== Given instruction ==
Select each line in the rows below that contains the string "green", and copy those lines.

== Labeled area outline rows ==
[START]
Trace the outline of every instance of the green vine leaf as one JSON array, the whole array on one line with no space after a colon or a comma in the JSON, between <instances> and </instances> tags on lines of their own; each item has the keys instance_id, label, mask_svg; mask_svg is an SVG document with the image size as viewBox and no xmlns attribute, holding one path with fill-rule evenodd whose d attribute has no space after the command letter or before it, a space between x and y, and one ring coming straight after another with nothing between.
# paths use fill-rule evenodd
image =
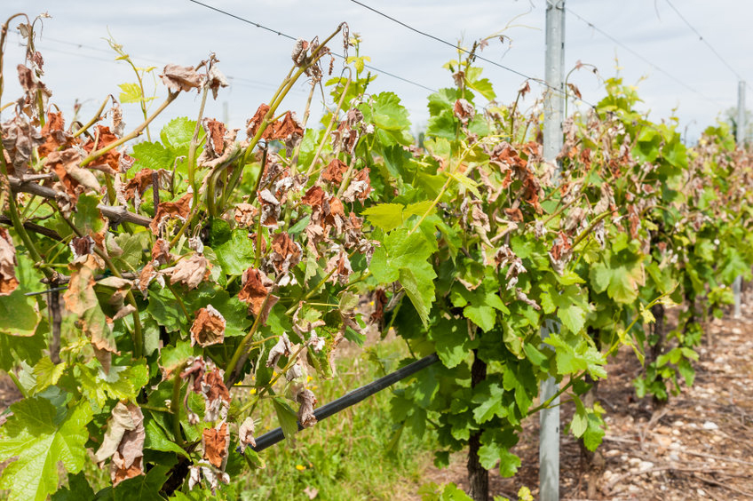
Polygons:
<instances>
[{"instance_id":1,"label":"green vine leaf","mask_svg":"<svg viewBox=\"0 0 753 501\"><path fill-rule=\"evenodd\" d=\"M56 409L42 397L11 406L13 416L2 428L0 459L10 463L0 477L0 489L16 499L42 501L58 489L58 464L76 473L83 466L91 420L88 402L72 409Z\"/></svg>"}]
</instances>

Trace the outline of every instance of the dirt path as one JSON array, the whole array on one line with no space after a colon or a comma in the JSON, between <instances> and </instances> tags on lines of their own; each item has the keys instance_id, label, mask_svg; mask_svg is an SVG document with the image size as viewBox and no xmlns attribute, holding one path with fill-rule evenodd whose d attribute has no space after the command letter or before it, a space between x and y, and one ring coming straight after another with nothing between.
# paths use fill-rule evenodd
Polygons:
<instances>
[{"instance_id":1,"label":"dirt path","mask_svg":"<svg viewBox=\"0 0 753 501\"><path fill-rule=\"evenodd\" d=\"M560 444L563 500L753 499L753 302L742 318L715 321L698 348L695 384L654 410L638 401L631 381L641 370L627 350L608 366L598 387L606 410L603 464L590 469L572 435ZM563 405L569 422L572 405ZM523 466L511 479L491 475L491 494L517 499L521 486L538 497L538 420L524 424L514 448ZM465 457L427 472L426 481L464 488Z\"/></svg>"}]
</instances>

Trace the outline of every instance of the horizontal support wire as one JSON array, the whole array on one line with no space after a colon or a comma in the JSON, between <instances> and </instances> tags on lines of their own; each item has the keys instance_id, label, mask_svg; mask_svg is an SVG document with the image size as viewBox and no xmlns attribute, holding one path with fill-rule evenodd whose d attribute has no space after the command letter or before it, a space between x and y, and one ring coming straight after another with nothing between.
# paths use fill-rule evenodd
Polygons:
<instances>
[{"instance_id":1,"label":"horizontal support wire","mask_svg":"<svg viewBox=\"0 0 753 501\"><path fill-rule=\"evenodd\" d=\"M232 12L228 12L227 11L223 11L222 9L218 9L217 7L210 5L209 4L204 4L203 2L199 2L199 0L188 0L188 1L192 2L194 4L196 4L197 5L206 7L207 9L210 9L210 10L214 11L216 12L219 12L220 14L224 14L226 16L231 17L233 19L238 20L245 22L247 24L250 24L251 26L255 26L256 28L258 28L260 29L264 29L264 30L268 31L270 33L273 33L273 34L277 35L278 36L282 36L283 38L288 38L288 39L293 40L293 41L297 40L296 37L291 36L290 35L288 35L287 33L282 33L281 31L278 31L276 29L271 28L267 28L267 27L264 26L263 24L259 24L256 21L252 21L252 20L248 20L246 18L242 18L242 17L236 15L236 14L234 14ZM337 54L336 52L333 52L332 54L336 57L340 58L340 59L345 59L343 56L341 56L340 54ZM371 65L366 64L366 65L364 65L364 68L366 68L369 70L372 70L372 71L376 71L376 73L380 73L382 75L386 75L387 76L392 76L392 78L395 78L397 80L400 80L400 81L405 82L407 84L410 84L411 85L416 85L416 87L421 87L422 89L425 89L426 91L429 91L431 92L436 92L437 91L435 89L432 89L431 87L427 87L426 85L424 85L423 84L414 82L413 80L408 80L408 78L405 78L403 76L400 76L398 75L395 75L393 73L390 73L388 71L384 71L384 69L379 69L378 68L375 68Z\"/></svg>"},{"instance_id":2,"label":"horizontal support wire","mask_svg":"<svg viewBox=\"0 0 753 501\"><path fill-rule=\"evenodd\" d=\"M317 421L321 421L322 419L326 419L330 416L333 416L341 410L345 410L348 407L355 405L356 403L361 402L362 400L376 394L387 386L391 386L397 383L401 379L405 379L406 378L416 374L422 369L425 369L429 367L432 363L435 363L439 361L440 358L437 356L437 354L432 354L430 355L424 356L421 360L416 361L408 365L406 365L402 369L398 369L394 372L387 374L371 383L369 383L366 386L363 386L357 390L353 390L341 396L340 398L330 402L326 405L322 405L319 409L313 411L313 416L316 418ZM304 427L301 426L301 424L298 423L298 431L303 430ZM285 435L282 433L282 428L276 428L272 430L269 433L266 433L258 438L257 438L256 442L257 445L254 447L254 450L259 452L264 450L265 449L274 445L275 443L284 440Z\"/></svg>"},{"instance_id":3,"label":"horizontal support wire","mask_svg":"<svg viewBox=\"0 0 753 501\"><path fill-rule=\"evenodd\" d=\"M699 91L697 89L695 89L695 88L692 87L691 85L689 85L689 84L688 84L686 82L685 82L684 80L682 80L682 79L680 79L680 78L678 78L678 77L675 76L674 75L672 75L671 73L670 73L669 71L667 71L666 69L664 69L663 68L662 68L662 67L660 67L660 66L658 66L658 65L654 64L654 63L653 63L653 62L651 62L648 59L646 59L646 56L644 56L643 54L641 54L641 53L640 53L640 52L638 52L638 51L636 51L636 50L634 50L634 49L631 49L630 47L629 47L628 45L626 45L626 44L623 44L622 42L620 42L618 39L616 39L616 38L614 38L614 36L612 36L611 35L609 35L609 33L607 33L606 31L605 31L605 30L601 29L600 28L598 28L598 26L596 26L595 24L593 24L592 22L591 22L591 21L590 21L590 20L588 20L587 19L583 18L583 16L581 16L581 15L580 15L580 14L578 14L577 12L574 12L574 11L573 11L572 9L570 9L569 7L566 7L566 8L565 8L565 10L566 10L568 13L570 13L571 15L573 15L573 16L576 17L578 20L580 20L583 23L586 24L589 28L592 28L593 30L595 30L595 31L598 32L598 33L599 33L599 34L601 34L603 36L605 36L605 37L608 38L609 40L611 40L612 42L614 42L614 44L616 44L617 45L619 45L620 47L622 47L622 49L624 49L625 51L629 52L630 53L631 53L632 55L634 55L635 57L637 57L638 59L639 59L640 60L642 60L643 62L645 62L646 64L647 64L648 66L650 66L651 68L653 68L654 69L655 69L656 71L658 71L658 72L660 72L660 73L664 74L664 76L668 76L669 78L670 78L671 80L673 80L675 83L677 83L677 84L678 84L679 85L681 85L681 86L685 87L686 89L687 89L687 90L688 90L688 91L690 91L691 92L693 92L693 93L694 93L694 94L698 95L699 97L702 98L703 99L706 99L706 100L707 100L707 101L709 101L709 102L714 103L715 105L717 105L717 106L718 106L718 107L724 107L724 105L723 105L722 103L720 103L719 101L717 101L717 100L716 100L716 99L712 99L712 98L709 98L709 96L707 96L706 94L701 93L701 91Z\"/></svg>"}]
</instances>

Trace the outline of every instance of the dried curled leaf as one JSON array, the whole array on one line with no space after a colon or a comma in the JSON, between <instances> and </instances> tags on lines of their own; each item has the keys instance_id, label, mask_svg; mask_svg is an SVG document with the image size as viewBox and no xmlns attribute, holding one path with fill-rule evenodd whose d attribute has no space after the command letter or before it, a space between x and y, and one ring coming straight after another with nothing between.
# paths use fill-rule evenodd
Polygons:
<instances>
[{"instance_id":1,"label":"dried curled leaf","mask_svg":"<svg viewBox=\"0 0 753 501\"><path fill-rule=\"evenodd\" d=\"M350 279L351 274L353 273L353 268L351 267L351 261L348 259L348 255L340 250L338 254L332 257L327 262L327 267L324 269L325 273L332 274L330 280L332 283L339 283L340 285L347 285L348 280Z\"/></svg>"},{"instance_id":2,"label":"dried curled leaf","mask_svg":"<svg viewBox=\"0 0 753 501\"><path fill-rule=\"evenodd\" d=\"M203 76L193 66L177 64L165 66L160 78L170 92L198 89L203 82Z\"/></svg>"},{"instance_id":3,"label":"dried curled leaf","mask_svg":"<svg viewBox=\"0 0 753 501\"><path fill-rule=\"evenodd\" d=\"M94 272L103 266L95 254L87 254L68 265L71 277L63 301L66 309L75 315L81 330L94 347L97 359L107 372L112 354L118 352L112 325L107 322L94 291Z\"/></svg>"},{"instance_id":4,"label":"dried curled leaf","mask_svg":"<svg viewBox=\"0 0 753 501\"><path fill-rule=\"evenodd\" d=\"M102 463L108 457L110 478L115 485L144 473L144 415L133 403L119 402L107 420L107 431L94 457Z\"/></svg>"},{"instance_id":5,"label":"dried curled leaf","mask_svg":"<svg viewBox=\"0 0 753 501\"><path fill-rule=\"evenodd\" d=\"M53 151L47 155L47 166L58 175L60 184L74 203L86 188L97 193L101 190L94 173L80 166L81 160L81 154L75 147Z\"/></svg>"},{"instance_id":6,"label":"dried curled leaf","mask_svg":"<svg viewBox=\"0 0 753 501\"><path fill-rule=\"evenodd\" d=\"M170 243L164 238L158 238L152 247L152 261L166 265L173 258L172 254L170 253Z\"/></svg>"},{"instance_id":7,"label":"dried curled leaf","mask_svg":"<svg viewBox=\"0 0 753 501\"><path fill-rule=\"evenodd\" d=\"M277 344L272 346L272 349L269 350L269 356L266 358L266 366L276 366L280 357L289 356L292 349L293 345L290 343L290 339L288 338L288 335L282 334L277 340Z\"/></svg>"},{"instance_id":8,"label":"dried curled leaf","mask_svg":"<svg viewBox=\"0 0 753 501\"><path fill-rule=\"evenodd\" d=\"M272 240L272 253L269 258L280 273L288 273L297 265L301 261L301 254L300 243L293 242L290 235L285 232L277 234Z\"/></svg>"},{"instance_id":9,"label":"dried curled leaf","mask_svg":"<svg viewBox=\"0 0 753 501\"><path fill-rule=\"evenodd\" d=\"M316 416L313 415L313 408L316 405L316 397L313 392L305 388L298 392L296 401L301 404L298 408L298 422L304 428L311 428L316 425Z\"/></svg>"},{"instance_id":10,"label":"dried curled leaf","mask_svg":"<svg viewBox=\"0 0 753 501\"><path fill-rule=\"evenodd\" d=\"M210 70L207 72L207 85L212 91L212 99L217 99L217 94L219 91L220 87L227 87L227 79L225 77L225 75L222 74L217 68L217 66L212 64L210 67Z\"/></svg>"},{"instance_id":11,"label":"dried curled leaf","mask_svg":"<svg viewBox=\"0 0 753 501\"><path fill-rule=\"evenodd\" d=\"M191 326L191 346L209 346L225 339L225 317L211 305L196 312Z\"/></svg>"},{"instance_id":12,"label":"dried curled leaf","mask_svg":"<svg viewBox=\"0 0 753 501\"><path fill-rule=\"evenodd\" d=\"M94 151L94 148L101 149L106 146L108 146L117 140L119 140L115 134L114 134L109 127L104 127L102 125L97 125L97 128L94 131L94 140L90 140L83 145L83 151L91 154ZM102 171L107 174L111 176L115 175L120 170L122 157L126 157L130 159L129 161L132 163L132 159L129 157L124 153L119 152L116 148L113 148L101 156L99 156L96 162L97 164L90 164L90 167L92 169L97 169L99 171Z\"/></svg>"},{"instance_id":13,"label":"dried curled leaf","mask_svg":"<svg viewBox=\"0 0 753 501\"><path fill-rule=\"evenodd\" d=\"M241 441L241 453L242 454L248 446L256 447L257 441L254 440L254 419L251 417L246 418L243 423L238 429L238 438Z\"/></svg>"},{"instance_id":14,"label":"dried curled leaf","mask_svg":"<svg viewBox=\"0 0 753 501\"><path fill-rule=\"evenodd\" d=\"M64 147L68 147L73 144L73 136L65 131L62 111L58 113L47 112L47 122L42 127L42 137L44 138L44 144L36 148L36 154L40 158L47 156L57 149L61 149Z\"/></svg>"},{"instance_id":15,"label":"dried curled leaf","mask_svg":"<svg viewBox=\"0 0 753 501\"><path fill-rule=\"evenodd\" d=\"M280 299L269 289L273 283L262 271L255 268L247 269L241 277L238 299L249 305L249 311L254 315L261 316L262 324L266 322L269 311Z\"/></svg>"},{"instance_id":16,"label":"dried curled leaf","mask_svg":"<svg viewBox=\"0 0 753 501\"><path fill-rule=\"evenodd\" d=\"M202 433L202 445L204 449L202 457L215 468L223 468L227 461L227 451L230 447L227 423L222 423L217 428L204 429Z\"/></svg>"},{"instance_id":17,"label":"dried curled leaf","mask_svg":"<svg viewBox=\"0 0 753 501\"><path fill-rule=\"evenodd\" d=\"M210 266L211 264L206 258L194 254L187 259L178 262L170 274L170 282L183 283L189 290L195 289L201 282L209 279Z\"/></svg>"},{"instance_id":18,"label":"dried curled leaf","mask_svg":"<svg viewBox=\"0 0 753 501\"><path fill-rule=\"evenodd\" d=\"M9 174L22 176L28 170L31 152L44 139L39 131L22 116L15 116L0 123L0 135L3 138L3 149L6 158L10 157L12 169Z\"/></svg>"},{"instance_id":19,"label":"dried curled leaf","mask_svg":"<svg viewBox=\"0 0 753 501\"><path fill-rule=\"evenodd\" d=\"M188 217L188 211L191 208L191 198L193 195L186 193L176 202L162 202L157 211L152 219L149 228L155 235L159 235L160 231L164 228L165 224L170 219L178 219L181 222L186 221Z\"/></svg>"}]
</instances>

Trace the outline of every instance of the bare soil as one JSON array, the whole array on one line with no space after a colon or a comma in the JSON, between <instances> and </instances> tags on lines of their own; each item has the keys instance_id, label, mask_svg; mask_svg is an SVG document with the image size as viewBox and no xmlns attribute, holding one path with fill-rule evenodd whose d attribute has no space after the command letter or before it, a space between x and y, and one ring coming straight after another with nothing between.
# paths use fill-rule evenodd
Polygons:
<instances>
[{"instance_id":1,"label":"bare soil","mask_svg":"<svg viewBox=\"0 0 753 501\"><path fill-rule=\"evenodd\" d=\"M753 499L753 301L743 305L741 318L714 321L698 352L693 387L656 407L650 397L635 396L632 380L642 370L635 355L617 354L597 394L607 425L600 457L590 463L563 433L561 499ZM573 410L562 406L563 424ZM524 424L512 449L522 466L509 479L491 472L491 496L514 500L527 486L538 497L538 433L537 418ZM426 481L467 489L465 461L458 453L448 468L432 466Z\"/></svg>"}]
</instances>

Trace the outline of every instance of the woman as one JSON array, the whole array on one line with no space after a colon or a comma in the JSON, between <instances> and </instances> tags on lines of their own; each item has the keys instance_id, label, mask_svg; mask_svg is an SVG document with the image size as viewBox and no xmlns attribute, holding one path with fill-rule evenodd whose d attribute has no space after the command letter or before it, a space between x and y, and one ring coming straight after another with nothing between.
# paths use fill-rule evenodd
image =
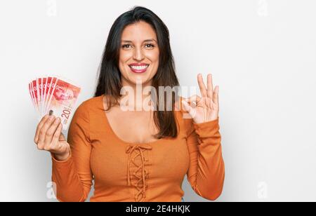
[END]
== Exercise response ==
Trace the outline of every instance of the green vine leaf as one JSON array, the whole array on one line with no space after a colon or a comma in the JSON, between <instances> and </instances> tags on lines of their own; each item has the keys instance_id, label, mask_svg; mask_svg is an SVG document with the image size as viewBox and no xmlns attribute, holding one path with fill-rule evenodd whose d attribute has no space after the command letter or before it, a space between x and y, and one ring coming straight after another with nothing between.
[{"instance_id":1,"label":"green vine leaf","mask_svg":"<svg viewBox=\"0 0 753 501\"><path fill-rule=\"evenodd\" d=\"M56 409L42 397L11 406L13 416L2 428L0 459L10 463L0 477L0 489L16 499L42 501L58 489L58 464L76 473L83 466L91 420L88 402L72 409Z\"/></svg>"}]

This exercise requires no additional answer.